- DIRECTIVE -
Repeat the listing in full, exactly as it stands.

- RECORDS PROVIDED -
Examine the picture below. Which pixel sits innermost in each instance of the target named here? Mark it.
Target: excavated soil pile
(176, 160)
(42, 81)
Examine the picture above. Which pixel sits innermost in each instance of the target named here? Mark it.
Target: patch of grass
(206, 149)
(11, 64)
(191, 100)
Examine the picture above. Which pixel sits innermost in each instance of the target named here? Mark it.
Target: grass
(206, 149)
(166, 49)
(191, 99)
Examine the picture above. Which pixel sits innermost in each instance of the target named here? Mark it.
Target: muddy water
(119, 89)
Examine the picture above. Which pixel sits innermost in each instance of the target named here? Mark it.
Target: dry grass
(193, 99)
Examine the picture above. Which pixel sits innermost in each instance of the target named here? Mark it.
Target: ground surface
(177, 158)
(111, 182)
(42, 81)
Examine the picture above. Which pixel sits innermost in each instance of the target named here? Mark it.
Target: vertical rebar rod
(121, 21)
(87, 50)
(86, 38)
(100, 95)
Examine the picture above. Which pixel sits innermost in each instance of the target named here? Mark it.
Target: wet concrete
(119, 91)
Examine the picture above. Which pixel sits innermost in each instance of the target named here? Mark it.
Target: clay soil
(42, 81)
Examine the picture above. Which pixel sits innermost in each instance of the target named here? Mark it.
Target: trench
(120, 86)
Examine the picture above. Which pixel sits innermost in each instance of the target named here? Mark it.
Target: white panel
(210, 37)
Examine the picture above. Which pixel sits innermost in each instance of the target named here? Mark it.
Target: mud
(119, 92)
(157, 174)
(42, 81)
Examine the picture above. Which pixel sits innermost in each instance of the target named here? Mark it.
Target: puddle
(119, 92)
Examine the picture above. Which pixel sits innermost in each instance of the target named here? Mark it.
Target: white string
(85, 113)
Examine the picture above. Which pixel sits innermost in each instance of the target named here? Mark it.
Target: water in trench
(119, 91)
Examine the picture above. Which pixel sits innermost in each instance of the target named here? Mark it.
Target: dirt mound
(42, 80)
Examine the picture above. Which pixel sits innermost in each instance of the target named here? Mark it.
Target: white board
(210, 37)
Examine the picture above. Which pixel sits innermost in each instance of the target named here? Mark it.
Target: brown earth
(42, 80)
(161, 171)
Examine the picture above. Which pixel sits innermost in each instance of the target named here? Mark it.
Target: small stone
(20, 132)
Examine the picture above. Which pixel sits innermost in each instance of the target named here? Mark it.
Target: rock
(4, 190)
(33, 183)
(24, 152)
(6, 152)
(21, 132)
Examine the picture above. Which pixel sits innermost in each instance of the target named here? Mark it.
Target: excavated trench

- CORRECT RESPONSE -
Examine the picture below. Which pixel sits innermost in each instance of the target named here? Mark it.
Target: excavated soil pile
(176, 160)
(42, 81)
Examine the picture above. Which pixel sits innermost in each instance of the target named here? Mark it.
Target: patch of grass
(206, 149)
(11, 64)
(191, 100)
Examine the picture above. Which pixel sits innermost in each instance of the target named here? Mark it.
Target: grass
(206, 149)
(166, 49)
(191, 99)
Examine the picture above. Which pixel sits innermost in each instance of the target named here? Mark it.
Target: muddy water
(119, 89)
Examine the picture above. Which pixel sits innermost in each instance of the target named here? Mark it.
Target: dry grass
(193, 99)
Examine the picture above. Which pixel sits innermost in each instance of the target named here? Mark it.
Target: ground surface
(177, 158)
(111, 182)
(42, 81)
Examine the picture above. Which pixel sits innermost in each instance of the target named here? Mark it.
Target: vertical rebar rod
(121, 21)
(87, 50)
(86, 38)
(100, 95)
Examine the picture above. Which pixel sits innermost in each instance of the target named here? Mark it.
Target: wet concrete
(119, 91)
Examine the picture above. Which pixel sits innermost in each instance of the target named here? Mark it.
Target: clay soil
(42, 81)
Examine the picture above. Which pixel sits innermost in each instance of the target named here? Mark it.
Target: trench
(120, 86)
Examine the picture above. Which pixel sits innermost in each instance of the target named here? Mark it.
Target: white panel
(210, 37)
Examine the picture above. Which pixel sits innermost in each instance of the target named here? Mark it.
Target: mud
(119, 92)
(157, 174)
(42, 81)
Examine the picture above. Which pixel sits innermost in each instance of the target named here? Mark it.
Target: puddle
(119, 92)
Examine the picture above. Which pixel sits innermost in each instance of the target named here? Mark it.
Target: white string
(85, 113)
Examine the picture above. Which pixel sits innermost in each instance of the target named here? Mark it.
Target: water in trench
(119, 91)
Examine the picture above. Which pixel sits innermost in each instance of the target named here? Mark it.
Target: dirt mound
(42, 80)
Examine the picture above. Which pixel sits innermost in each instance of the target named here? Mark it.
Target: white board
(210, 37)
Examine the picture above. Which pixel sits innermost in each instance of the target named here? Mark it.
Target: brown earth
(42, 80)
(161, 171)
Examine the picture above. Which pixel sits innermost in each instance of the target named here? Mark it.
Target: small stone
(20, 132)
Examine the picture above. Which pixel sits innermost in each instance of the target named here? Mark it.
Target: rock
(4, 190)
(33, 183)
(24, 152)
(6, 152)
(21, 132)
Examine the picture above. Which pixel sits innermost in each instance of the target named here? Mark it.
Target: excavated trench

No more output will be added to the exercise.